● **Given passage**
START

Can you give the zlib version you're using? You can get it with GZip.zlib_version.

Also, can you try installing the Zlib package and running the same test using Zlib.reader(open("/tmp/orig"))?

kmsquire commented 10 years ago

Sorry, that's Zlib.Reader(open("/tmp/orig")).

slundberg commented 10 years ago

Same issue with Zlib:

> GZip.zlib_version
"1.2.3"
> length(readlines(Zlib.Reader(open("/tmp/orig.gz"))))
172

I should also note that when I compress the file using the gzip from the command line and then read the file everything is fine (at least for this file), so it only happens during a full read write cycle.

slundberg commented 10 years ago

One further update...read write read with Zlib works, but I don't know if it's just because I may have chosen a different compression level than GZip uses by default.

> f = open("/tmp/orig.gz", "w")
> zf = Zlib.Writer(f, 9)
> write(zf, open(readall, "/tmp/orig"))
> length(readlines(Zlib.Reader(open("/tmp/orig.gz"))))
171
kmsquire commented 10 years ago

I was just going to suggest doing that. :-) At least that gives you a workaround.

You can set the compression level for gzip by appending the number to the file mode, e.g.,

f = GZip.open("/tmp/orig.gz", "w9");

Can you try that? Also, is it possible for you to try with a later version of zlib?

slundberg commented 10 years ago

Matching compression levels at 6 creates the issue with GZip but not Zlib.

It also looks like it could be the zlib version. I can't change that on the server very easily but on my macbook with zlib 1.2.5 I don't see the issue.

Perhaps I can get a newer zlib sometime soon on the server and see if that resolves it there as well. For now I can just check for empty lines.

END

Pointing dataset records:
START

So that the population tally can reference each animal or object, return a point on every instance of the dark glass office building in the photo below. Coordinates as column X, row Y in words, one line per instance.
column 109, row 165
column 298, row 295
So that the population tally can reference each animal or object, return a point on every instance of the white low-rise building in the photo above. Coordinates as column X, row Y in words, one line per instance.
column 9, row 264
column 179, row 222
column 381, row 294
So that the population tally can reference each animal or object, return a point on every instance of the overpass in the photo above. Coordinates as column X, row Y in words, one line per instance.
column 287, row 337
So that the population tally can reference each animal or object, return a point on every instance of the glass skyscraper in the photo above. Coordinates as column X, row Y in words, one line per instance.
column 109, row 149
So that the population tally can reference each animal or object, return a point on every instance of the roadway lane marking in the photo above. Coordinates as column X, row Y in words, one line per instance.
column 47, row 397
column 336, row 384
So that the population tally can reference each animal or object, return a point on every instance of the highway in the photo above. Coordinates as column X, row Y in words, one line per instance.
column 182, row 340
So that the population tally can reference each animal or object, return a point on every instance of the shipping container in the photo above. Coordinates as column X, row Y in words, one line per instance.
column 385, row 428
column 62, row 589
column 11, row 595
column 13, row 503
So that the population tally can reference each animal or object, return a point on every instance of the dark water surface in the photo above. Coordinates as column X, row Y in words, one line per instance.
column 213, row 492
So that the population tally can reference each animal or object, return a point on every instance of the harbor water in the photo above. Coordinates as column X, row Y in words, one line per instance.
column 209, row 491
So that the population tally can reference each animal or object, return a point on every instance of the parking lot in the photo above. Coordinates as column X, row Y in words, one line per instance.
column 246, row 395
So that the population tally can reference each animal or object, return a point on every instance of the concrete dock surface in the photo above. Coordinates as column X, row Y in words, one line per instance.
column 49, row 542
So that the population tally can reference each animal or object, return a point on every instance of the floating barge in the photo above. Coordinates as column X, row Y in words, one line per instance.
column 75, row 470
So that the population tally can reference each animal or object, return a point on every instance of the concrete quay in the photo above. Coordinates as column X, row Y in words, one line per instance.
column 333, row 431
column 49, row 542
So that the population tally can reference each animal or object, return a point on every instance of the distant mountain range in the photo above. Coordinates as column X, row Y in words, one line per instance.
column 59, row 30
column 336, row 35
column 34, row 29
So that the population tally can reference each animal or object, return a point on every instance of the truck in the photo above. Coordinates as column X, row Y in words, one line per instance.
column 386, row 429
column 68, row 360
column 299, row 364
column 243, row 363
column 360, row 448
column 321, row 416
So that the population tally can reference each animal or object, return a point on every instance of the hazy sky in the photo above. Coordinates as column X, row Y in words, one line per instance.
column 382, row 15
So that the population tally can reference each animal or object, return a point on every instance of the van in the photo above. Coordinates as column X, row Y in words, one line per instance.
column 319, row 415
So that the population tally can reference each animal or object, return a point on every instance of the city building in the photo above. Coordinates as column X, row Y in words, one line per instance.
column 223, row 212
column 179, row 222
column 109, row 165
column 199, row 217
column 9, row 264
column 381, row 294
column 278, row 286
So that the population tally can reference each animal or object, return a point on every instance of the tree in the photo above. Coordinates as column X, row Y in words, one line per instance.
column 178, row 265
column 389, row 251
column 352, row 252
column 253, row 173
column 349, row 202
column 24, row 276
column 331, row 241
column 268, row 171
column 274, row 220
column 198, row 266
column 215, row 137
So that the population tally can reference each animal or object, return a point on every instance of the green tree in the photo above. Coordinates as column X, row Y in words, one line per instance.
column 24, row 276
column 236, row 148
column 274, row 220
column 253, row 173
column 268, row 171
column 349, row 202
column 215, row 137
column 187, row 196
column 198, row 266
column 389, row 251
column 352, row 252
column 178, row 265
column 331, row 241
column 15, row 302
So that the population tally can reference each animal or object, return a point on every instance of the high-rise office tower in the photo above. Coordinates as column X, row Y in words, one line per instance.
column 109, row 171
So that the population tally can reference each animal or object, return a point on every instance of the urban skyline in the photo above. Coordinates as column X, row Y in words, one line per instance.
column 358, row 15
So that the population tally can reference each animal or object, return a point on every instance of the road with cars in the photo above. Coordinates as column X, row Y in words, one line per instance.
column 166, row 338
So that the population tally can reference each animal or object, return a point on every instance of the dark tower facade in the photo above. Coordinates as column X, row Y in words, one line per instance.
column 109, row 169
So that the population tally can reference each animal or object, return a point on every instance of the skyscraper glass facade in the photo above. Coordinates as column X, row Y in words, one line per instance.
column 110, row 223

END

● **Set task 1**
In the zlib thread, which zlib version is on the macbook where the issue does not show up?
● **Set task 2**
Please write a continuation of the zlib thread, starting after its last comment.

● **Final result 1**
zlib 1.2.5

● **Final result 2**
kmsquire commented 10 years ago

GZip calls gzwrite, and Zlib doesn't, so that probably explains the difference. If you increase the buffer size for the write in ZLib, it might even be faster, if that matters. In the past, I've thought about merging those packages, since they're somewhat redundant, but I doubt I'll get to it anytime soon.

The zlib changelog shows a few fixes in gzwrite after version 1.2.3, so perhaps one of them fixed the issue.

Unfortunately, I'm not sure how we could detect this issue in GZip.jl, especially without a test example. If you have any thoughts, let me know.

slundberg commented 10 years ago

Thanks for being responsive on this! I ran a bunch of random tests and found a random file that had the same error after about 20k tries.

https://www.dropbox.com/s/qppddaryvgcmenl/test?dl=0

Perhaps it will give you the same error. If not it might be restricted to the zlib version I have.

slundberg commented 10 years ago

I also ran this script on my macbook and found the same issue in a different random file, so I don't think the version is the issue. Perhaps you can run this and see if you find one on your setup? (you may need to increase the number of runs past 10k)

using GZip
using StatsBase
for i in 1:10000
    f = GZip.open("/tmp/test.gz", "w")
    numLines = sample(100:800)
    for j in 1:numLines
        println(f, join(sample(["aasdf", "dfs", "ds", "q", " ", " ", "s", "t", "b", "e", "hdffda sdf", "sdf", "xjkd", "df:0.1"], sample(10:300)), ""))
    end
    close(f)
    foundLines = GZip.open(f->length(readlines(f)), "/tmp/test.gz")
    if foundLines != numLines
        println("Found example! $foundLines $numLines")
        break
    end
end
realzhang commented 5 years ago

same problem with GZip.zlib_version "1.2.7",Julia Version 1.1.0 any gz file on my CentOS will give an extra line by GZip.jl, but no with unzipped plain text file. Any suggestion? Thanks a lot!